Provided records:

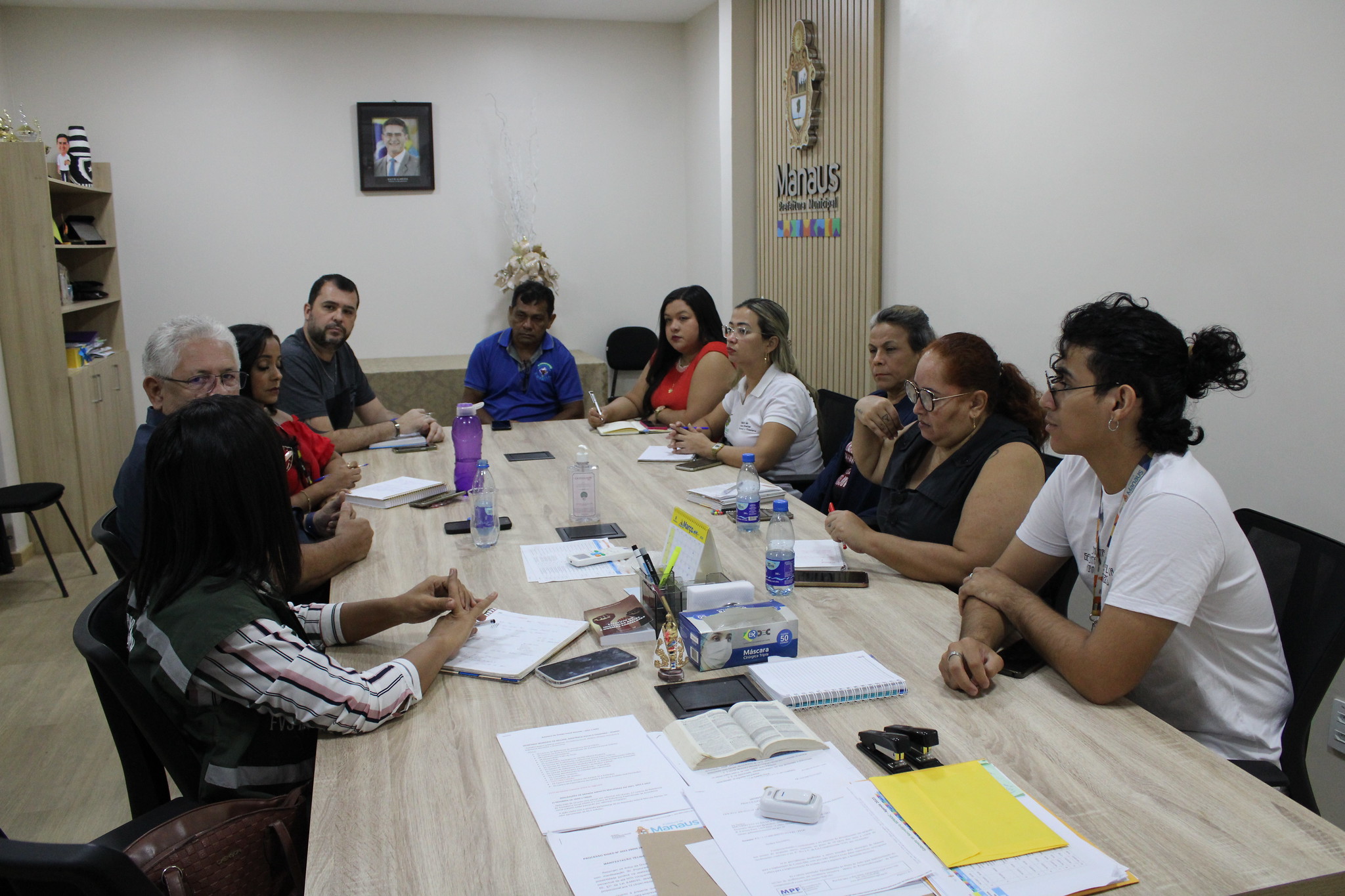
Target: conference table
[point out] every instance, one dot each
(430, 805)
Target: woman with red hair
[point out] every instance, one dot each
(959, 480)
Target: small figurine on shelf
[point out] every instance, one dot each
(670, 653)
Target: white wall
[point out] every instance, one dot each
(233, 146)
(1046, 152)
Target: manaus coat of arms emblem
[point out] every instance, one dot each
(803, 85)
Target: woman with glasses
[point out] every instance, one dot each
(314, 469)
(957, 482)
(242, 673)
(690, 367)
(1181, 617)
(770, 413)
(898, 335)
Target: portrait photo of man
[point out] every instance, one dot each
(399, 159)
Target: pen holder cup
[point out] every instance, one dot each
(674, 591)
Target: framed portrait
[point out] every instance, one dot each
(396, 146)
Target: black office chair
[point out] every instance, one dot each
(106, 534)
(147, 740)
(1305, 572)
(99, 868)
(37, 496)
(835, 422)
(628, 349)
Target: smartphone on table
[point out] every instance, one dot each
(591, 666)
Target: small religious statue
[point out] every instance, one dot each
(670, 654)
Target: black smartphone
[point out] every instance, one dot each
(530, 456)
(830, 580)
(591, 666)
(581, 532)
(463, 527)
(1021, 660)
(435, 500)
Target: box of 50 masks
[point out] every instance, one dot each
(739, 636)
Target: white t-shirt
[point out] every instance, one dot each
(779, 398)
(1179, 554)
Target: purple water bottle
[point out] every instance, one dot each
(467, 445)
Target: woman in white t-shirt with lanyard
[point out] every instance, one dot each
(770, 413)
(1181, 617)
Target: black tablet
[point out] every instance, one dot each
(693, 698)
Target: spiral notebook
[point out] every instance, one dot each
(818, 681)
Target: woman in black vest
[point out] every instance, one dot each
(240, 671)
(959, 480)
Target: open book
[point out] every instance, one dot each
(744, 731)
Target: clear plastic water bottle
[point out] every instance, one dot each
(467, 445)
(749, 496)
(779, 551)
(486, 528)
(583, 488)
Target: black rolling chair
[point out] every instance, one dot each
(37, 496)
(835, 422)
(147, 740)
(106, 534)
(628, 349)
(1305, 572)
(100, 868)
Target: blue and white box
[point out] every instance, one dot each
(739, 636)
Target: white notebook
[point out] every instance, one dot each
(818, 681)
(390, 494)
(512, 645)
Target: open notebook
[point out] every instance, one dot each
(818, 681)
(510, 645)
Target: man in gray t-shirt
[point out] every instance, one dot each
(324, 385)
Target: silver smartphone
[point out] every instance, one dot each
(591, 666)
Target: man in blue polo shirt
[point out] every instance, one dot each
(523, 372)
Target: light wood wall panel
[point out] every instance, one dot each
(830, 285)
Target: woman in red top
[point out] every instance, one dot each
(314, 469)
(690, 367)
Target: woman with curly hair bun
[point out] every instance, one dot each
(1181, 617)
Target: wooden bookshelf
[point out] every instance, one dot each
(70, 426)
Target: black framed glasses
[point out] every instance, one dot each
(926, 398)
(206, 382)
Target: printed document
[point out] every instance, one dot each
(608, 860)
(550, 562)
(850, 852)
(591, 773)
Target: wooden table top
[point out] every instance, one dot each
(428, 803)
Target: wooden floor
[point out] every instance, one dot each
(60, 777)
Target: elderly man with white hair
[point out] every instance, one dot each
(190, 358)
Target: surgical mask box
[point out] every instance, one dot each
(739, 636)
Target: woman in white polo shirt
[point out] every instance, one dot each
(770, 413)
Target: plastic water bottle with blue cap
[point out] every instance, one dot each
(779, 551)
(486, 528)
(749, 496)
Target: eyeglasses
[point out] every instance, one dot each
(926, 398)
(1053, 385)
(206, 382)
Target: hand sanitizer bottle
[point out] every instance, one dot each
(583, 488)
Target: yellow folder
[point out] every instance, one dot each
(965, 816)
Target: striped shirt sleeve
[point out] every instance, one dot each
(271, 668)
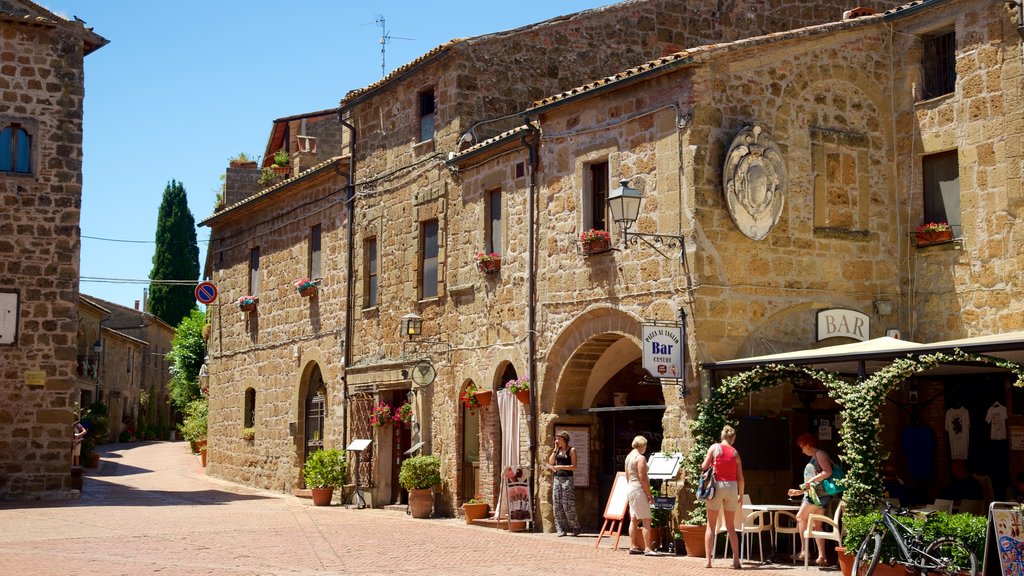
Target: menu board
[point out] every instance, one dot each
(580, 439)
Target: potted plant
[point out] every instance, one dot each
(473, 399)
(380, 415)
(488, 262)
(520, 387)
(402, 413)
(306, 287)
(474, 508)
(281, 158)
(934, 233)
(418, 475)
(194, 426)
(248, 302)
(324, 470)
(241, 160)
(693, 531)
(595, 241)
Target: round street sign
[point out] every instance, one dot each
(206, 292)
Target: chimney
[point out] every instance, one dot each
(241, 181)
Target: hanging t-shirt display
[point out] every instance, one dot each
(958, 426)
(996, 418)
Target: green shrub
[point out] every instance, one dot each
(420, 472)
(969, 529)
(194, 427)
(325, 468)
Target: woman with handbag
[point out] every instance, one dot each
(728, 492)
(815, 499)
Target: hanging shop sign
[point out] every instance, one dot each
(663, 351)
(835, 323)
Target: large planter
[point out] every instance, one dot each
(926, 238)
(596, 246)
(693, 538)
(322, 496)
(421, 502)
(475, 511)
(483, 397)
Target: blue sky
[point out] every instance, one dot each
(184, 85)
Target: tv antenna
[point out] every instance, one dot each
(385, 38)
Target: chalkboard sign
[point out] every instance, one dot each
(619, 500)
(764, 444)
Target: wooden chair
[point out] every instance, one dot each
(830, 530)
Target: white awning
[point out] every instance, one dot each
(870, 356)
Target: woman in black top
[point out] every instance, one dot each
(562, 462)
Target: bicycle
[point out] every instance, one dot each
(945, 557)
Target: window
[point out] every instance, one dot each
(314, 240)
(427, 107)
(941, 175)
(595, 200)
(940, 65)
(493, 234)
(370, 273)
(15, 150)
(428, 268)
(254, 272)
(249, 414)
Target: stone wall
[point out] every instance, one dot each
(41, 87)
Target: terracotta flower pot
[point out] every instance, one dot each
(845, 561)
(597, 246)
(693, 538)
(926, 238)
(421, 502)
(483, 397)
(489, 265)
(323, 496)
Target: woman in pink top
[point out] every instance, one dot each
(728, 491)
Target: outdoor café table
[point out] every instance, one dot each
(774, 509)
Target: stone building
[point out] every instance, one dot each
(467, 151)
(41, 96)
(138, 373)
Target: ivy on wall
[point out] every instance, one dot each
(861, 402)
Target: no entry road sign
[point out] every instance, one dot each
(206, 292)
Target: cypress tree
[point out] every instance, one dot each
(176, 257)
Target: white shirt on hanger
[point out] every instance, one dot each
(996, 417)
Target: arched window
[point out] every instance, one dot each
(15, 150)
(249, 416)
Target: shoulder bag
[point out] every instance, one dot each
(706, 485)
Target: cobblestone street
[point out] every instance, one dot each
(151, 509)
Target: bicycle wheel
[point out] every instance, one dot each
(867, 553)
(951, 558)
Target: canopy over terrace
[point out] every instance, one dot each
(865, 358)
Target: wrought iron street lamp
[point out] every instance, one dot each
(624, 203)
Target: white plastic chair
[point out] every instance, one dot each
(785, 523)
(830, 530)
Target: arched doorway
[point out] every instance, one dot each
(314, 413)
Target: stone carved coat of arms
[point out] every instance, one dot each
(754, 178)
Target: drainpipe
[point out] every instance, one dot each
(531, 140)
(350, 204)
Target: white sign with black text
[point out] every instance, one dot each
(663, 352)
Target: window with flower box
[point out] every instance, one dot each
(941, 190)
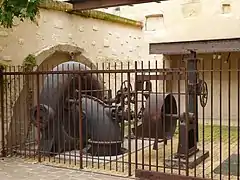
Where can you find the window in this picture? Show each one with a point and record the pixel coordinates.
(153, 22)
(226, 8)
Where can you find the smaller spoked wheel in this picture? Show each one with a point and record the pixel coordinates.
(125, 85)
(203, 93)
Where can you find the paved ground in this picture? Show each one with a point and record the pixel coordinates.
(18, 169)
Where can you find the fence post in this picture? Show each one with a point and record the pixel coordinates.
(3, 151)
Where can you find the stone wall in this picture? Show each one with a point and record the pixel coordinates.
(94, 37)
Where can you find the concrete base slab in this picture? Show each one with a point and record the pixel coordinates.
(75, 154)
(193, 160)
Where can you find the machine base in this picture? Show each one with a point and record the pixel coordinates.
(193, 160)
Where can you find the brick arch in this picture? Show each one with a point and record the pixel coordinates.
(18, 127)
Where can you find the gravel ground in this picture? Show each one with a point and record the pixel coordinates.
(18, 169)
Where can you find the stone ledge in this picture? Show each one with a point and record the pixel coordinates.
(68, 8)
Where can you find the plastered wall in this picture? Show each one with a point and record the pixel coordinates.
(222, 77)
(185, 20)
(56, 35)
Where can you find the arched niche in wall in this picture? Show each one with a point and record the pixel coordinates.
(153, 22)
(46, 59)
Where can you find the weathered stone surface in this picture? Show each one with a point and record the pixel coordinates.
(3, 33)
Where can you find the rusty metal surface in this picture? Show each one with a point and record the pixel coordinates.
(150, 175)
(201, 46)
(154, 120)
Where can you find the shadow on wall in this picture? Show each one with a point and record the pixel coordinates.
(19, 121)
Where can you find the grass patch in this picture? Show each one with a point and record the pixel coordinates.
(208, 133)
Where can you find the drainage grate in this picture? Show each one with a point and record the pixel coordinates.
(234, 166)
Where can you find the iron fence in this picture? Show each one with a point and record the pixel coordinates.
(121, 118)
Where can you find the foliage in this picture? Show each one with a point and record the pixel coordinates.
(22, 9)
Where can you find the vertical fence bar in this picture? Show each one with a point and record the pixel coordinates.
(164, 117)
(229, 114)
(80, 119)
(136, 117)
(5, 90)
(157, 130)
(129, 124)
(38, 119)
(115, 87)
(149, 123)
(238, 117)
(211, 116)
(3, 152)
(203, 119)
(142, 99)
(179, 112)
(220, 99)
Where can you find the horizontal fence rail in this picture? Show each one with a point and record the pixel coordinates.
(145, 117)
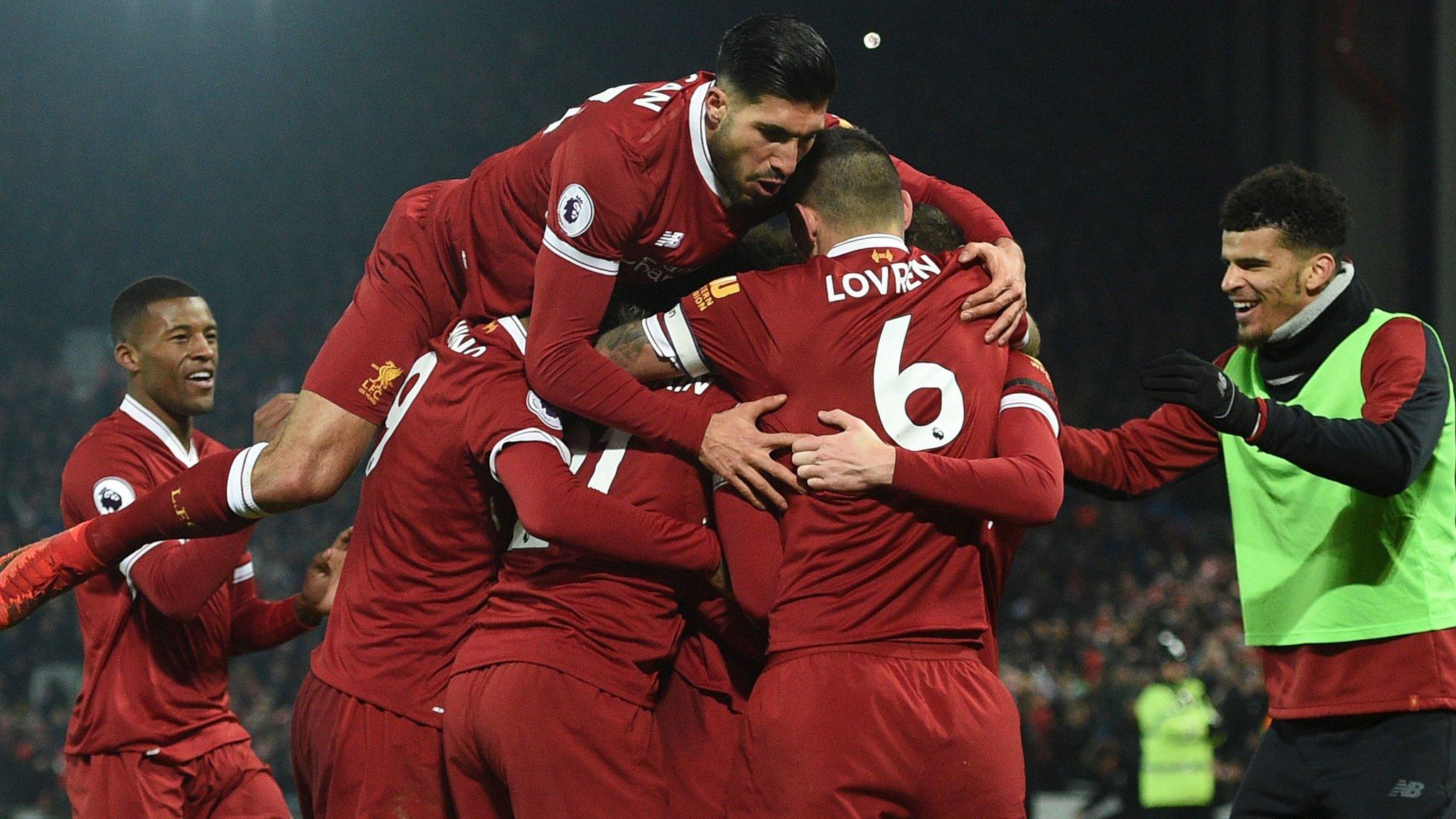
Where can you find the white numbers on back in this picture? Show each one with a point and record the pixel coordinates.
(404, 398)
(601, 97)
(894, 387)
(601, 477)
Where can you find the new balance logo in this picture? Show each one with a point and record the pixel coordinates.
(1407, 788)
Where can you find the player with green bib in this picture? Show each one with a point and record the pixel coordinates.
(1334, 423)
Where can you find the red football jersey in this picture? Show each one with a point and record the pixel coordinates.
(871, 328)
(150, 684)
(432, 520)
(608, 623)
(619, 183)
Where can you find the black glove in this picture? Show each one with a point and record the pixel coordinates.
(1192, 382)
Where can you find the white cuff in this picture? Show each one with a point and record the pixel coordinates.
(680, 336)
(240, 483)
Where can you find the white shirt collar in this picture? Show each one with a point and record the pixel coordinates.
(698, 134)
(149, 419)
(867, 242)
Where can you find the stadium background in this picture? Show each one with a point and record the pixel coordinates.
(255, 146)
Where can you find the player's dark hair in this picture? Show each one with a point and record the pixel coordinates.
(776, 55)
(847, 178)
(1307, 208)
(132, 304)
(932, 230)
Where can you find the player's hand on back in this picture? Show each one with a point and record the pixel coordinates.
(1005, 296)
(743, 455)
(269, 417)
(321, 580)
(852, 461)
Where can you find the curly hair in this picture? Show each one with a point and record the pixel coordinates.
(1307, 208)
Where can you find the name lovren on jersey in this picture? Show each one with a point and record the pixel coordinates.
(893, 279)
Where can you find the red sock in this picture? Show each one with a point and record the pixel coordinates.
(193, 505)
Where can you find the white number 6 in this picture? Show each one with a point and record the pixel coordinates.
(894, 387)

What is being asked: Would you restate, word for word and with no pictures, only the lines from the opening of the material through the line with "Target: white wall", both included?

Solution to the exercise:
Target: conference table
[point out] every instance, one dot each
(430, 805)
Target: woman with red hair
[point out] every instance, one dot each
(959, 480)
Target: small figurine on shelf
[point out] every instance, one dot each
(670, 653)
Target: white wall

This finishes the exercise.